Search term "sign": copy each line of the records that contains it.
····················
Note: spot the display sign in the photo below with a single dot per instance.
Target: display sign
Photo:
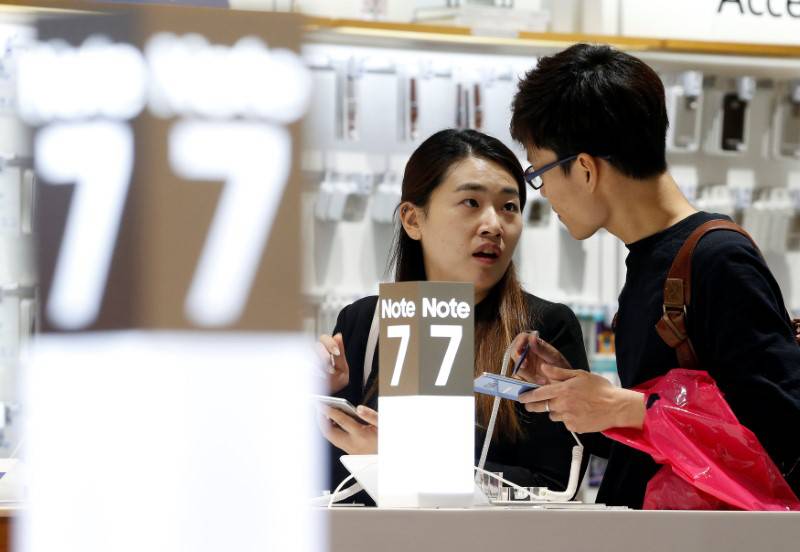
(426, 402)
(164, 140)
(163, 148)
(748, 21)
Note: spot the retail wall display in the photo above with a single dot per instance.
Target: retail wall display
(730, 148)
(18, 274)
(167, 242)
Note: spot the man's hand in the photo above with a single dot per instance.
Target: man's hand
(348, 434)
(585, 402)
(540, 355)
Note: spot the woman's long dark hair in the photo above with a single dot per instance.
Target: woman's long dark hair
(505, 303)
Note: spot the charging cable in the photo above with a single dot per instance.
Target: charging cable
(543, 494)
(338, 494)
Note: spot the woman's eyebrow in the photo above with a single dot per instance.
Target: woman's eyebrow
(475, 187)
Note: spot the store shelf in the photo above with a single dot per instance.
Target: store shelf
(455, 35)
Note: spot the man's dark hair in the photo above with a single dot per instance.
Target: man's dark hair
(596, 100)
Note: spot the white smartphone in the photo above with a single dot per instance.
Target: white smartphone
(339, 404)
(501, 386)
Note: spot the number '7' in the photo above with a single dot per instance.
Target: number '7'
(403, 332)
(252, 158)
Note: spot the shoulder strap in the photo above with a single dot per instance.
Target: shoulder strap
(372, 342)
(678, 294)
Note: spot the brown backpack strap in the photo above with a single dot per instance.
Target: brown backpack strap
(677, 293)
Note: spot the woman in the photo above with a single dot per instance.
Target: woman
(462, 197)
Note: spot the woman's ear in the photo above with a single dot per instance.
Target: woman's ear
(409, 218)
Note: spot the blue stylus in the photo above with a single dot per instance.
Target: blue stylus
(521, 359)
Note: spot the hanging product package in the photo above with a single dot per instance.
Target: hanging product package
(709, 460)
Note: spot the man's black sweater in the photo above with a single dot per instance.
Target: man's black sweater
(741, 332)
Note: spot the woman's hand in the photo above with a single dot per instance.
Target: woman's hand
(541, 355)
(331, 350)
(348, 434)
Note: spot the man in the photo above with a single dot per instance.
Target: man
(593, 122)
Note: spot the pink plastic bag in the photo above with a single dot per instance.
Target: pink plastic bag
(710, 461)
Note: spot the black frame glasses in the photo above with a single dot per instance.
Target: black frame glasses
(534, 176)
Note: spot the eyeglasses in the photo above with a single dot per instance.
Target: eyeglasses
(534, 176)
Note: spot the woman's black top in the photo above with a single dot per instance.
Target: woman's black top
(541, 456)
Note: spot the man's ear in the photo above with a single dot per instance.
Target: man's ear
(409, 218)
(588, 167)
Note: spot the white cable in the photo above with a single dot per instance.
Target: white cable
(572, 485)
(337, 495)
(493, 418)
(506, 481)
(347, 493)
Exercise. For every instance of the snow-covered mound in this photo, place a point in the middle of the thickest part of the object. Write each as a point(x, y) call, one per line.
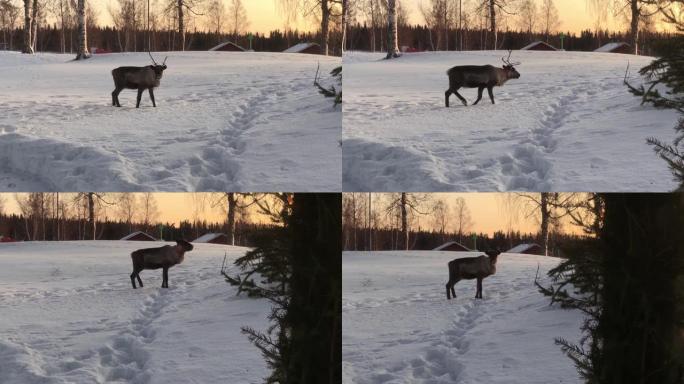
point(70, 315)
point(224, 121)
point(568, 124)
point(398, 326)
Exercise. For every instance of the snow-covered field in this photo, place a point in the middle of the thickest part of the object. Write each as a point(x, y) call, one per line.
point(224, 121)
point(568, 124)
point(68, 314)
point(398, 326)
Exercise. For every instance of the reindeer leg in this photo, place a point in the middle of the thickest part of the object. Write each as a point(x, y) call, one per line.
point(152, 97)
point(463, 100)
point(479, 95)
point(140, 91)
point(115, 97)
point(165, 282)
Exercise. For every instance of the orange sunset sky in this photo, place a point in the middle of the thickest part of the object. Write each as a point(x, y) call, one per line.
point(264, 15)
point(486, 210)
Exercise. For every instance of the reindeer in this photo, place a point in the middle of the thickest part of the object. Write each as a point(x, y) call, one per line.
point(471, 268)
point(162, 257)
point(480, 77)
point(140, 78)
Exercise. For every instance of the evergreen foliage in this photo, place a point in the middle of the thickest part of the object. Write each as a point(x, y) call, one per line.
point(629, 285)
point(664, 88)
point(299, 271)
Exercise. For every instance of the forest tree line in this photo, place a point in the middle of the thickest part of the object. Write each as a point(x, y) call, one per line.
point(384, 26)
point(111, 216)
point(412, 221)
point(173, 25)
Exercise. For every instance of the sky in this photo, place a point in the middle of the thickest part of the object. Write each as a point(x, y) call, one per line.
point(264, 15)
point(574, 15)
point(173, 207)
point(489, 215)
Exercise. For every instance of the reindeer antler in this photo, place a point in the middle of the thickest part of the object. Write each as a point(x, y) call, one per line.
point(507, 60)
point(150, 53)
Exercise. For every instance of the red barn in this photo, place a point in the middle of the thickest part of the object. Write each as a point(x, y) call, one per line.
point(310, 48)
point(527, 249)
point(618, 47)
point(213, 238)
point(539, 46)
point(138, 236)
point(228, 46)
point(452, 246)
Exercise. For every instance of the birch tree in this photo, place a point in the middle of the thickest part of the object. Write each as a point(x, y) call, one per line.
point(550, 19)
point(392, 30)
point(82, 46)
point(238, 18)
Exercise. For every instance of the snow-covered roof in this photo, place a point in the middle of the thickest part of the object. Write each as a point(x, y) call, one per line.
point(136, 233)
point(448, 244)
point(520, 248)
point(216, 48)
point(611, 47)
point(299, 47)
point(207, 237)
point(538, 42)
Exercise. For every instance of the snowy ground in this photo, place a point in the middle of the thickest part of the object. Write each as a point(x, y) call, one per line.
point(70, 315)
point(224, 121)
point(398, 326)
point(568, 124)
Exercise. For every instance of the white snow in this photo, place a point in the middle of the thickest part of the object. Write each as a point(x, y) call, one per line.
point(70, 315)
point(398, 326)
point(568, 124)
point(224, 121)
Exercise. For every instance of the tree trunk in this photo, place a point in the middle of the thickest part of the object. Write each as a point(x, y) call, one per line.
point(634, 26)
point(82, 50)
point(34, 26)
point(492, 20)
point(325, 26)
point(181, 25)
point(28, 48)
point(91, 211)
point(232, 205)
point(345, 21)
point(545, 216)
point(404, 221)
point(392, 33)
····················
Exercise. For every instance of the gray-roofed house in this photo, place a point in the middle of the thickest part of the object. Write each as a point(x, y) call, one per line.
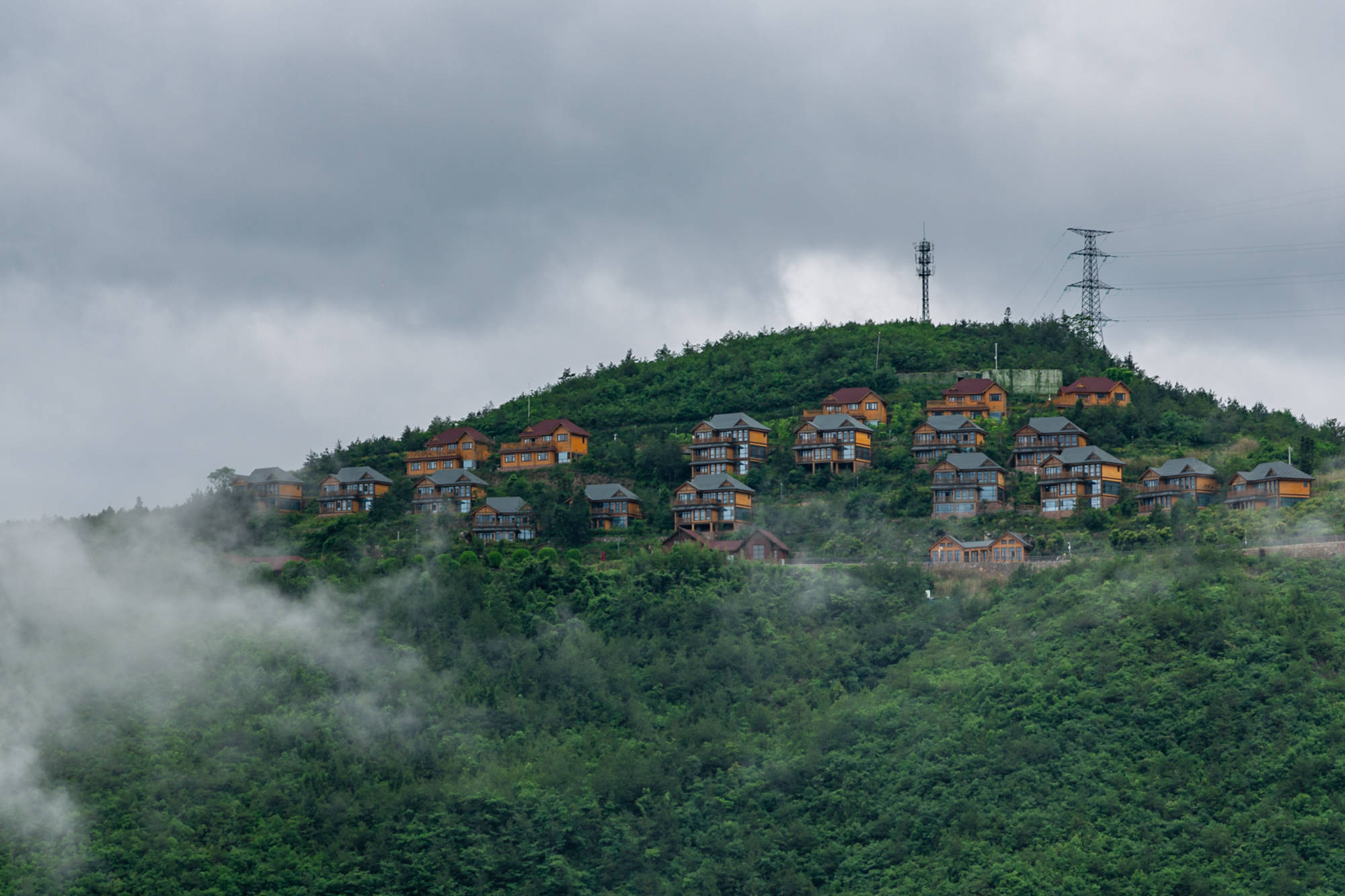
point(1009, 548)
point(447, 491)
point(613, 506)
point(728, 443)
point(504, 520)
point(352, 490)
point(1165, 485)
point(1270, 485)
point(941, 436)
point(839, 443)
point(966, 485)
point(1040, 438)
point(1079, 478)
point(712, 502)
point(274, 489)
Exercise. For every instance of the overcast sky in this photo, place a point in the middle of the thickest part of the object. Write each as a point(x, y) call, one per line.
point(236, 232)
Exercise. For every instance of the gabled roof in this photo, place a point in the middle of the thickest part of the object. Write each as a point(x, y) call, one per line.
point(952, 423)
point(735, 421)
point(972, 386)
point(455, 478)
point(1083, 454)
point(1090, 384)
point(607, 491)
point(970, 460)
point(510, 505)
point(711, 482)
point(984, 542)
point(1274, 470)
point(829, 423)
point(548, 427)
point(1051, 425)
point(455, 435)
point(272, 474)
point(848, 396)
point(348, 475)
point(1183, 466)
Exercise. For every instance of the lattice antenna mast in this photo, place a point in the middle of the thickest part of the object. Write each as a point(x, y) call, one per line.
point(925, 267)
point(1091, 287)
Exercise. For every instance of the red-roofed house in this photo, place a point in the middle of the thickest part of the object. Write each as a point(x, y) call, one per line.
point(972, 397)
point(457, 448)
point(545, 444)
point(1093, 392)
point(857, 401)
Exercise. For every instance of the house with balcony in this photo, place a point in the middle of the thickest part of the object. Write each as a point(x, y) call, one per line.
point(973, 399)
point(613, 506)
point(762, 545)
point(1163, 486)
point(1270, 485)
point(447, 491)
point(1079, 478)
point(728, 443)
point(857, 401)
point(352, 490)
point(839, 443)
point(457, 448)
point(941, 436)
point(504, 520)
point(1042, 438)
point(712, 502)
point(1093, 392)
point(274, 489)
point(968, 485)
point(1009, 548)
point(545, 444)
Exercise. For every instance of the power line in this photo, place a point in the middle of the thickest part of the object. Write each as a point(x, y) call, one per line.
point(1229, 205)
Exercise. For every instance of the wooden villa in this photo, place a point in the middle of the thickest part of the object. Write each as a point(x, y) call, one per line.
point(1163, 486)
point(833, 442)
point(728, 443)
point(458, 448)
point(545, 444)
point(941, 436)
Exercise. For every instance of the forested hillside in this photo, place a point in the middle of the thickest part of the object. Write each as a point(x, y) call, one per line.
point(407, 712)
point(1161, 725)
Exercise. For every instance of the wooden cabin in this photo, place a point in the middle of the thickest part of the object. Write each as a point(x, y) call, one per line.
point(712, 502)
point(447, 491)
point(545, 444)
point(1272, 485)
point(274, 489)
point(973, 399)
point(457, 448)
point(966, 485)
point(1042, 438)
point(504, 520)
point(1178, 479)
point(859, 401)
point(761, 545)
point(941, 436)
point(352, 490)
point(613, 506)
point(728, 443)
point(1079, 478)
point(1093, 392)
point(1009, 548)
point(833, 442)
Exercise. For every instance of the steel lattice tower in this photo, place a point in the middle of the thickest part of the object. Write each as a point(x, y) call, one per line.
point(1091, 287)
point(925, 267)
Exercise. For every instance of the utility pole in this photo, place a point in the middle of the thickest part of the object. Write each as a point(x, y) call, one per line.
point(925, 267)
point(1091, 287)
····················
◆ **Answer box**
Note: spot the display sign in the photo below with a single dot per instance.
Target: display sign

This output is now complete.